◆ **DOCUMENT TEXT**:

How Commands Flow Through Shared Memory
When the LLMEngine calls a method on ModelRunner (which only happens on Rank 0), here's what happens:
def call(self, method_name, *args):
if self.world_size > 1 and self.rank == 0:
self.write_shm(method_name, *args) # Broadcast to workers
method = getattr(self, method_name, None)
return method(*args) # Execute locally on Rank 0
Rank 0 writes the method name and arguments to shared memory, then triggers an event. Worker ranks wake up from their read_shm() call, deserialize the command, and execute the same method locally.
This pattern separates the control plane (Rank 0 deciding what to do) from the data plane (all ranks doing the heavy computation).
Prefill vs Decode: Two Different Paths
The run() method is the entry point:
def run(self, seqs: list[Sequence], is_prefill: bool) -> list[int]:
# Prepare batch data
if is_prefill:
input_ids, positions = self.prepare_prefill(seqs)
else:
input_ids, positions = self.prepare_decode(seqs)
# Execute model
logits = self.run_model(input_ids, positions, is_prefill)
# Sample tokens (rank 0 only)
token_ids = self.sampler(logits, temperatures).tolist() if self.rank == 0 else None
return token_ids
Prefill Preparation
During prefill, you have multiple sequences with varying lengths. The goal is to pack all uncached tokens into one batch:
for seq in seqs:
seqlen = len(seq)
# Extract NEW tokens (all tokens since num_cached_tokens=0)
input_ids.extend(seq[seq.num_cached_tokens:])
# Generate REAL positions
positions.extend(list(range(seq.num_cached_tokens, seqlen)))
# Build cumulative lengths for packed batching
cu_seqlens_q.append(cu_seqlens_q[-1] + seqlen_q)
cu_seqlens_k.append(cu_seqlens_k[-1] + seqlen_k)

◆ **DATASET RECORDS**:
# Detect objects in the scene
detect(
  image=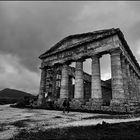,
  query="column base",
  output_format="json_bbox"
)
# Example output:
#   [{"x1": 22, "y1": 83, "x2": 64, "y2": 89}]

◆ **EXERCISE TASKS**:
1. Name every list that the loop in the ModelRunner excerpt's prefill preparation code adds to with extend or append.
2. According to the ModelRunner excerpt, what does Rank 0 do right after writing the method name and arguments to shared memory?
3. Translate this sentence from the ModelRunner excerpt into Spanish: "This pattern separates the control plane (Rank 0 deciding what to do) from the data plane (all ranks doing the heavy computation)."

◆ **ANSWERS IN ORDER**:
1. input_ids, positions, cu_seqlens_q, cu_seqlens_k

2. It triggers an event.

3. Este patrón separa el plano de control (el Rank 0 decide qué hacer) del plano de datos (todos los ranks realizan el cómputo pesado).